== 課題の目的 ==
「Target: shrub row」を含む行で始まり「134], [57, 131]]」を含む行で終わる部分だけを、1行を1つの文字列としたJSONのリストに整理する。両端の行も入れ、空行は除く。

保存済みデータセット項目

::::::::::

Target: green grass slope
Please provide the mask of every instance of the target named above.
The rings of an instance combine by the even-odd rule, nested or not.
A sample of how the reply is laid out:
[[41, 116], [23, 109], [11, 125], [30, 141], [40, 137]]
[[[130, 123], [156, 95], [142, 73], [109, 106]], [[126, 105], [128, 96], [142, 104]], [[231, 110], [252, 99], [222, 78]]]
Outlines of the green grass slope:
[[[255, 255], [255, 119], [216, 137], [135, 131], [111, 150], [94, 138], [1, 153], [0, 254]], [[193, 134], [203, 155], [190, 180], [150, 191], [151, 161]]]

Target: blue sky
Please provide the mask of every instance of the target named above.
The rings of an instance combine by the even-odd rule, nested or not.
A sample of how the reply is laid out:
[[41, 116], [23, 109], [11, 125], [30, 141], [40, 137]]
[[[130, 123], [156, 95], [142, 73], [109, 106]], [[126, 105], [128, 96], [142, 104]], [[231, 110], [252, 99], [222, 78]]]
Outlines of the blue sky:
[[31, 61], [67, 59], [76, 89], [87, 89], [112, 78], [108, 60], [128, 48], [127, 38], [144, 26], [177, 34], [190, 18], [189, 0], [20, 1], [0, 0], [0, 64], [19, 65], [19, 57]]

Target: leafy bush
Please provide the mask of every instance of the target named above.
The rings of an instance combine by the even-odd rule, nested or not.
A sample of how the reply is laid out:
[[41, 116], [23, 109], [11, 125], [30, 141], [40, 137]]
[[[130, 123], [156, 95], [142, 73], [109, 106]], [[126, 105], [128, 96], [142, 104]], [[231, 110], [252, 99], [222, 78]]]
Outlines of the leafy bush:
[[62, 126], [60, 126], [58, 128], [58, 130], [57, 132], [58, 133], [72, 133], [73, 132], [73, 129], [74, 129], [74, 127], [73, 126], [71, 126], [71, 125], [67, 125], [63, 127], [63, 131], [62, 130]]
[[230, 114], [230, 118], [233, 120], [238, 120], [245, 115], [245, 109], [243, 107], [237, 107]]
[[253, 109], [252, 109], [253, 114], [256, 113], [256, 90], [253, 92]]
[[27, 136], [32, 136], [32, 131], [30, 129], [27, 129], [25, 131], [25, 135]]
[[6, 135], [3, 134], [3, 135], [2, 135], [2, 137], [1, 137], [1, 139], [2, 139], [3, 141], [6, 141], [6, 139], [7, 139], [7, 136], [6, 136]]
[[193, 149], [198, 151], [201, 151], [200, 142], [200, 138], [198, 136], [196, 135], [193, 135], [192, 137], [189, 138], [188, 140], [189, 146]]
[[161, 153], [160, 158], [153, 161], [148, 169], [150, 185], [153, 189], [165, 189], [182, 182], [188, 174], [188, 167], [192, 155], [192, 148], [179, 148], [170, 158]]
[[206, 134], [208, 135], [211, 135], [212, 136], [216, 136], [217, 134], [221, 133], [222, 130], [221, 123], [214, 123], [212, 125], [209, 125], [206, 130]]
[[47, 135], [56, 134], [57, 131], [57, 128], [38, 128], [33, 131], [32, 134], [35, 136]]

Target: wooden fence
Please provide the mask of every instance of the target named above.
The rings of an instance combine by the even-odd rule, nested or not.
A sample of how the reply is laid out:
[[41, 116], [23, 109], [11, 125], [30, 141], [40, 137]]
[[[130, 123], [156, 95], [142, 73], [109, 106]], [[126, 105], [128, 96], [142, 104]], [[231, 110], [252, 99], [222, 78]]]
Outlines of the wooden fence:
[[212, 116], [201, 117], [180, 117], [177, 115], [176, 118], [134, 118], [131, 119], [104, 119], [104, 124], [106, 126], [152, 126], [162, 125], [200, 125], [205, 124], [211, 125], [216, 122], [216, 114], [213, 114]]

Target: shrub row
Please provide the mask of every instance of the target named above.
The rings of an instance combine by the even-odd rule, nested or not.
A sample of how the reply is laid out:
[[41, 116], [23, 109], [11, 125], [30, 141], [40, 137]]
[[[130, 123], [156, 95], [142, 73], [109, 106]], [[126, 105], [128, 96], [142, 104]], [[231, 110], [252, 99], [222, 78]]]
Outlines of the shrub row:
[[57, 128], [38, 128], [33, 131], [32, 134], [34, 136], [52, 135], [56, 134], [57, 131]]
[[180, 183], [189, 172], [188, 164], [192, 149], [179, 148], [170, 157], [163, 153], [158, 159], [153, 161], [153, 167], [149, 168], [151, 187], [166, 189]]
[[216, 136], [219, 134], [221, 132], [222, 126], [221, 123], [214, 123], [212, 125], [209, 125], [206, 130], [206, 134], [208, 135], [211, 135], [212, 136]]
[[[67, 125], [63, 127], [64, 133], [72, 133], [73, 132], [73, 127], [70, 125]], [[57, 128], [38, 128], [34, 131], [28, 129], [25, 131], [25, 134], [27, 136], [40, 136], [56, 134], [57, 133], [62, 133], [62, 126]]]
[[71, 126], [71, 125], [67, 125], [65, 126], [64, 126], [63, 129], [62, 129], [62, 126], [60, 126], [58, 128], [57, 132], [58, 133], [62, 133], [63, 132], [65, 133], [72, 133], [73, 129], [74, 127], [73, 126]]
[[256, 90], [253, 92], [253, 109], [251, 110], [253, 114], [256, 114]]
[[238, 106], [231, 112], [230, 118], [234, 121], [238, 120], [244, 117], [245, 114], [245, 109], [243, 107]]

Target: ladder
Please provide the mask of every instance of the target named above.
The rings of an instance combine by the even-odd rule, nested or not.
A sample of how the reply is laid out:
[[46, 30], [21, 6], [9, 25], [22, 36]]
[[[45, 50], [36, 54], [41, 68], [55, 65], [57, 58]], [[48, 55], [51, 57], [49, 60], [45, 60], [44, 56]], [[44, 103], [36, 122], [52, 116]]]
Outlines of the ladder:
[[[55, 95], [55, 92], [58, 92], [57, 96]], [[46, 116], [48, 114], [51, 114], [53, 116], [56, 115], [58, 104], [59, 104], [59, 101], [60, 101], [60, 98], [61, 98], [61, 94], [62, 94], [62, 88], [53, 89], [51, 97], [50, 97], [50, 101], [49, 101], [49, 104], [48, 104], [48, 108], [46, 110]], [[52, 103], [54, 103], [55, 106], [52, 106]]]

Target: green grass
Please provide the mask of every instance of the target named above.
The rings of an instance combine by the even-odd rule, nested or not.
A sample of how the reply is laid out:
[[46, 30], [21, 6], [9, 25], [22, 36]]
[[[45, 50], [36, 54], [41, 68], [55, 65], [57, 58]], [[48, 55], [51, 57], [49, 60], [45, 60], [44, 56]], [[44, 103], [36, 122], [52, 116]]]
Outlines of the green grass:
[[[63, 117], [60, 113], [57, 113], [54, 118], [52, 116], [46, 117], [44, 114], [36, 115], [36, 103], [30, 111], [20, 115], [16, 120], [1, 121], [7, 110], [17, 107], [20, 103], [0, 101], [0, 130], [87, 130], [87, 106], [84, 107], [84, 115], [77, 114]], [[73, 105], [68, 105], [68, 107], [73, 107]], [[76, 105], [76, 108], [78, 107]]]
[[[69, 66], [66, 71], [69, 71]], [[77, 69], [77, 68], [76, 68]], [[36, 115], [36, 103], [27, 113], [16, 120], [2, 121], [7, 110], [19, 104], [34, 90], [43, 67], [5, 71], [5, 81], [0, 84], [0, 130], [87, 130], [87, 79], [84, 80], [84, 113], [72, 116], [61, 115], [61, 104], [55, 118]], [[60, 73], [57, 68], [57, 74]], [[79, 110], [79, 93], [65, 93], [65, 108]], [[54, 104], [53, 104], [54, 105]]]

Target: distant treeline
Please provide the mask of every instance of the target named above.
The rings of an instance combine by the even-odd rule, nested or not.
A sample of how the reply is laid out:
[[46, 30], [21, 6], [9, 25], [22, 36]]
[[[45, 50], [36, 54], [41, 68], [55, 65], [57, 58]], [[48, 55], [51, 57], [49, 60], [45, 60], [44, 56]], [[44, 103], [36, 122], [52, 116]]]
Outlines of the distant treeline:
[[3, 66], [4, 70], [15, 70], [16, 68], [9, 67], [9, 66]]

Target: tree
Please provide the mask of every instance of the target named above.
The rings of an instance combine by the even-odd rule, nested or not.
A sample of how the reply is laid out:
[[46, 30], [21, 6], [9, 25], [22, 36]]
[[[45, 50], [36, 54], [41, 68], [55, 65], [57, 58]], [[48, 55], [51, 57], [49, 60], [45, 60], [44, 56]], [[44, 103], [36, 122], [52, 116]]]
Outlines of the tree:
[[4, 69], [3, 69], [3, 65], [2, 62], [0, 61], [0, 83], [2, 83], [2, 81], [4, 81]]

::::::::::

== この演習の解答 ==
[
  "Target: shrub row",
  "Please provide the mask of every instance of the target named above.",
  "The rings of an instance combine by the even-odd rule, nested or not.",
  "A sample of how the reply is laid out:",
  "[[41, 116], [23, 109], [11, 125], [30, 141], [40, 137]]",
  "[[[130, 123], [156, 95], [142, 73], [109, 106]], [[126, 105], [128, 96], [142, 104]], [[231, 110], [252, 99], [222, 78]]]",
  "Outlines of the shrub row:",
  "[[57, 128], [38, 128], [33, 131], [32, 134], [34, 136], [52, 135], [56, 134], [57, 131]]"
]